[Task prompt]: In the listing that follows, count each line where the word "stone" appears; write nothing but the count.

[Available records]:
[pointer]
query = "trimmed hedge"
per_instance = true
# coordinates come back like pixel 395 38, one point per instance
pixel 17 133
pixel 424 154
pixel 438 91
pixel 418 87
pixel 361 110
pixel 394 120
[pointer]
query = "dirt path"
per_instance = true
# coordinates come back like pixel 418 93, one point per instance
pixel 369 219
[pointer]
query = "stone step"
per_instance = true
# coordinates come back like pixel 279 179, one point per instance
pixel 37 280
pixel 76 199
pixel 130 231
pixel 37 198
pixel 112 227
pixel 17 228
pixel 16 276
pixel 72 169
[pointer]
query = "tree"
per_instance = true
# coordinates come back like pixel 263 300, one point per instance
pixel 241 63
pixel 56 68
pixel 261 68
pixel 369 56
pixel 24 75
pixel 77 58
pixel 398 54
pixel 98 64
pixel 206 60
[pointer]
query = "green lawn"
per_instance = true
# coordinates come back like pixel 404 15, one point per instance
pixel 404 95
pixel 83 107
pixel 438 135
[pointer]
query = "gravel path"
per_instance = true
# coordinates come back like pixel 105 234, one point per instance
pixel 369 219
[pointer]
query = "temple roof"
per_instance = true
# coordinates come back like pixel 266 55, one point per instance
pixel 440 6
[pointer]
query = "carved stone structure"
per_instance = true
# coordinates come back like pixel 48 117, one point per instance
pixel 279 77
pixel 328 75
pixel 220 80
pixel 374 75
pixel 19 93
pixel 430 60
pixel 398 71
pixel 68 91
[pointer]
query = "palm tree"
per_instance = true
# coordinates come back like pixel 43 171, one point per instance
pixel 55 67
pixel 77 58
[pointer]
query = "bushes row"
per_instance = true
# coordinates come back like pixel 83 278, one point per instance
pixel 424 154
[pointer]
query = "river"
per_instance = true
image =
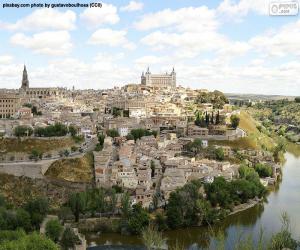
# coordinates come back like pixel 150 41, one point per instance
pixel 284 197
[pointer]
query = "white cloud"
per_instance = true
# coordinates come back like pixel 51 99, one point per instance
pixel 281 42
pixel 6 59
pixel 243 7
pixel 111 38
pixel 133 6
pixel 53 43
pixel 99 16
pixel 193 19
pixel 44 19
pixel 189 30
--
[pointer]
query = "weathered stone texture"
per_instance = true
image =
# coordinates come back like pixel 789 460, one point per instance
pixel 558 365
--
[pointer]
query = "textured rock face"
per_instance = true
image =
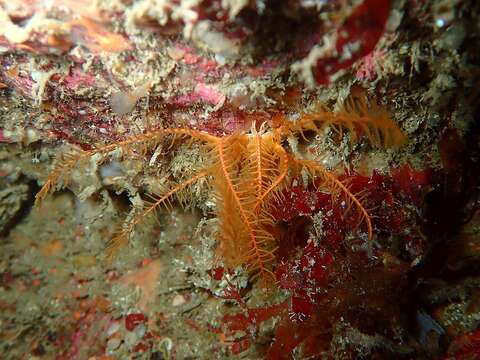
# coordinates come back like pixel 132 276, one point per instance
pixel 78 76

[Exercise result]: 3